» **Objective**: Repeat the lines of the records below, from the line that contains "point: flower stem" through the end of the records, with both ends included. Leave the pictures out of your answer.

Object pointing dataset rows
* * * * *

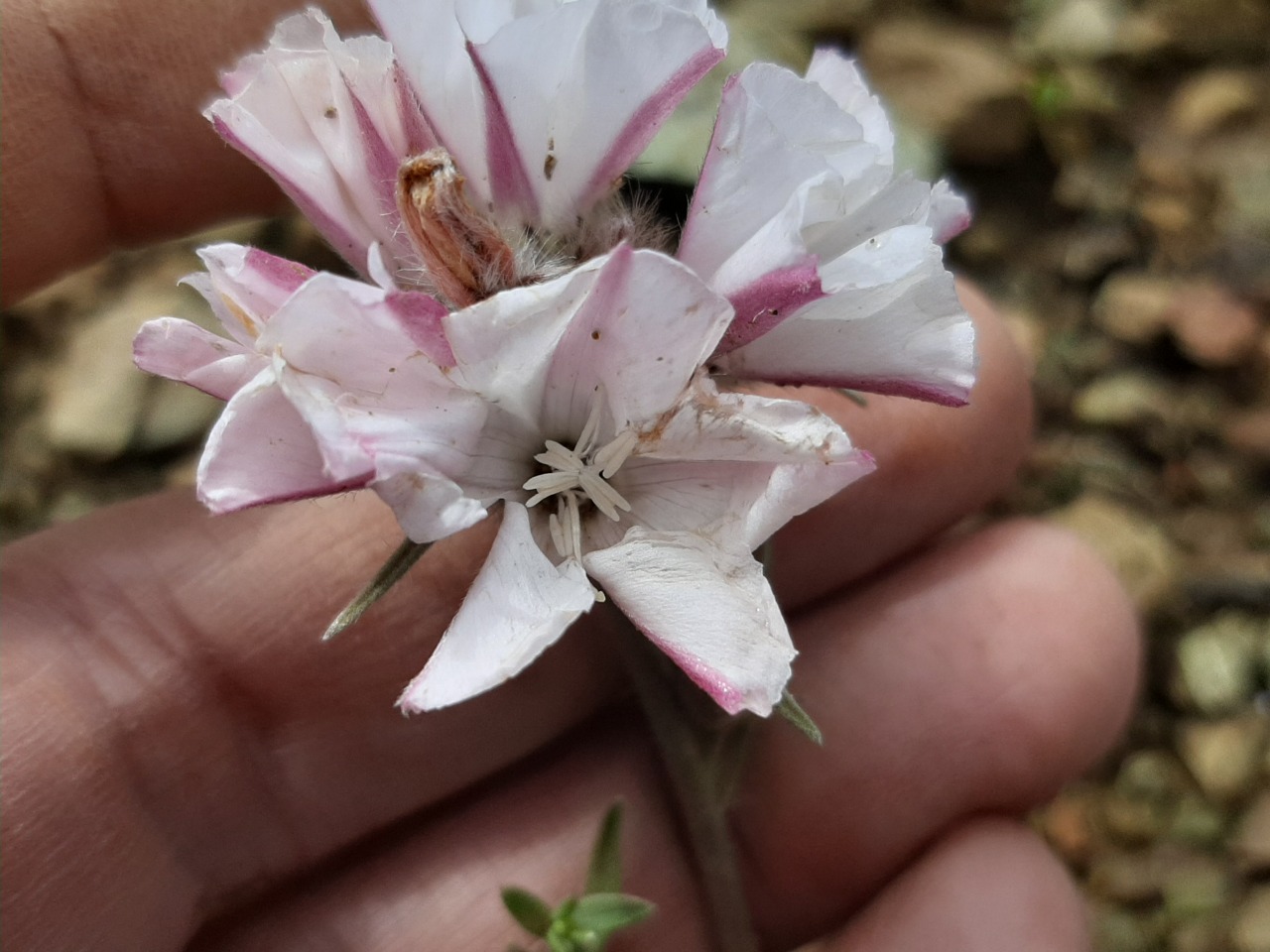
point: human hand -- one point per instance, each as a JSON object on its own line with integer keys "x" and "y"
{"x": 187, "y": 767}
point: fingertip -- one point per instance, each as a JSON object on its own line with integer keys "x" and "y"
{"x": 988, "y": 887}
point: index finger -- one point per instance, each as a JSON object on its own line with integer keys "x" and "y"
{"x": 103, "y": 143}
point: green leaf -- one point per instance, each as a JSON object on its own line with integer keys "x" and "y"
{"x": 529, "y": 910}
{"x": 604, "y": 912}
{"x": 604, "y": 874}
{"x": 389, "y": 575}
{"x": 793, "y": 711}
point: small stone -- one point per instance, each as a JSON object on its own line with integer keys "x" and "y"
{"x": 1205, "y": 934}
{"x": 173, "y": 416}
{"x": 1078, "y": 30}
{"x": 1119, "y": 929}
{"x": 1215, "y": 665}
{"x": 1067, "y": 823}
{"x": 95, "y": 394}
{"x": 1251, "y": 930}
{"x": 1223, "y": 757}
{"x": 1211, "y": 326}
{"x": 1134, "y": 821}
{"x": 1194, "y": 885}
{"x": 1211, "y": 100}
{"x": 1133, "y": 544}
{"x": 1089, "y": 252}
{"x": 1124, "y": 878}
{"x": 1132, "y": 307}
{"x": 1251, "y": 841}
{"x": 1248, "y": 431}
{"x": 1197, "y": 823}
{"x": 960, "y": 84}
{"x": 1125, "y": 399}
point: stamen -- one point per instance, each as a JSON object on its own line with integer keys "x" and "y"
{"x": 557, "y": 535}
{"x": 616, "y": 452}
{"x": 576, "y": 476}
{"x": 571, "y": 500}
{"x": 592, "y": 426}
{"x": 607, "y": 499}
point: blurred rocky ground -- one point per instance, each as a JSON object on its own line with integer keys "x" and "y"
{"x": 1118, "y": 157}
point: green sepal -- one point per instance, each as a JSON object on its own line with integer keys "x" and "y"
{"x": 793, "y": 711}
{"x": 532, "y": 914}
{"x": 389, "y": 575}
{"x": 604, "y": 874}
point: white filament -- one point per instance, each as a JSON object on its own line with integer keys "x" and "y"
{"x": 580, "y": 475}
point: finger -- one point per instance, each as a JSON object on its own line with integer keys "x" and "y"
{"x": 971, "y": 680}
{"x": 435, "y": 881}
{"x": 103, "y": 137}
{"x": 935, "y": 465}
{"x": 988, "y": 887}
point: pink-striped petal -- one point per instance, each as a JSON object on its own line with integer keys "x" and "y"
{"x": 516, "y": 608}
{"x": 708, "y": 610}
{"x": 183, "y": 350}
{"x": 262, "y": 451}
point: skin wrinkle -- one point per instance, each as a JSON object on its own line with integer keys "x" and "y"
{"x": 150, "y": 661}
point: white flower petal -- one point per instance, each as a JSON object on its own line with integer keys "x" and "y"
{"x": 516, "y": 608}
{"x": 908, "y": 335}
{"x": 712, "y": 425}
{"x": 330, "y": 121}
{"x": 262, "y": 451}
{"x": 839, "y": 76}
{"x": 638, "y": 338}
{"x": 711, "y": 611}
{"x": 602, "y": 77}
{"x": 631, "y": 324}
{"x": 776, "y": 137}
{"x": 183, "y": 350}
{"x": 793, "y": 490}
{"x": 432, "y": 50}
{"x": 427, "y": 506}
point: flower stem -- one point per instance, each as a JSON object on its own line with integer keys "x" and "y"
{"x": 698, "y": 753}
{"x": 389, "y": 575}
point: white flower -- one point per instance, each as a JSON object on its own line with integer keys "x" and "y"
{"x": 616, "y": 460}
{"x": 558, "y": 366}
{"x": 830, "y": 259}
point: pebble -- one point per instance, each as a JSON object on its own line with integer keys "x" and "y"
{"x": 1198, "y": 824}
{"x": 1223, "y": 757}
{"x": 960, "y": 85}
{"x": 1211, "y": 100}
{"x": 1133, "y": 544}
{"x": 1076, "y": 30}
{"x": 1124, "y": 876}
{"x": 95, "y": 394}
{"x": 1124, "y": 399}
{"x": 1194, "y": 885}
{"x": 1114, "y": 928}
{"x": 175, "y": 416}
{"x": 1132, "y": 306}
{"x": 1213, "y": 326}
{"x": 1251, "y": 930}
{"x": 1215, "y": 665}
{"x": 1069, "y": 823}
{"x": 1248, "y": 431}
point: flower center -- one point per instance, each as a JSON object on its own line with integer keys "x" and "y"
{"x": 578, "y": 476}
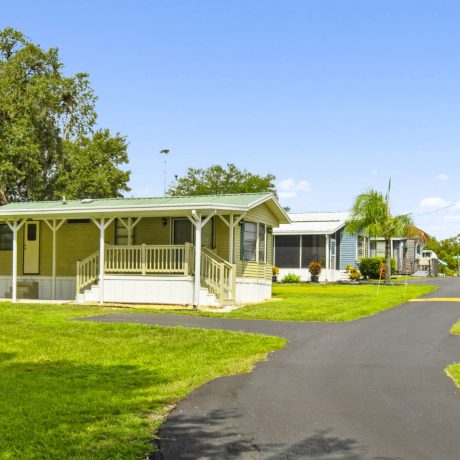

* * * * *

» **Finished task**:
point: flower stem -- one point per instance, each as a JSON object on its own line with integer keys "x" and "y"
{"x": 698, "y": 753}
{"x": 389, "y": 575}
point: white flower -- one point per instance, each as a JSON object on its own line with integer keys "x" and "y"
{"x": 616, "y": 460}
{"x": 558, "y": 366}
{"x": 830, "y": 259}
point: pebble -- one point per instance, each as a JSON object on its own line with integer keys "x" and "y"
{"x": 1198, "y": 824}
{"x": 1223, "y": 757}
{"x": 960, "y": 85}
{"x": 1211, "y": 100}
{"x": 1133, "y": 544}
{"x": 1076, "y": 30}
{"x": 1124, "y": 876}
{"x": 95, "y": 394}
{"x": 1124, "y": 399}
{"x": 1194, "y": 885}
{"x": 1114, "y": 928}
{"x": 175, "y": 416}
{"x": 1132, "y": 306}
{"x": 1213, "y": 326}
{"x": 1251, "y": 930}
{"x": 1215, "y": 665}
{"x": 1069, "y": 823}
{"x": 1248, "y": 431}
point: flower center -- one point per instance, each as a JSON object on its own line with integer keys "x" and "y"
{"x": 578, "y": 476}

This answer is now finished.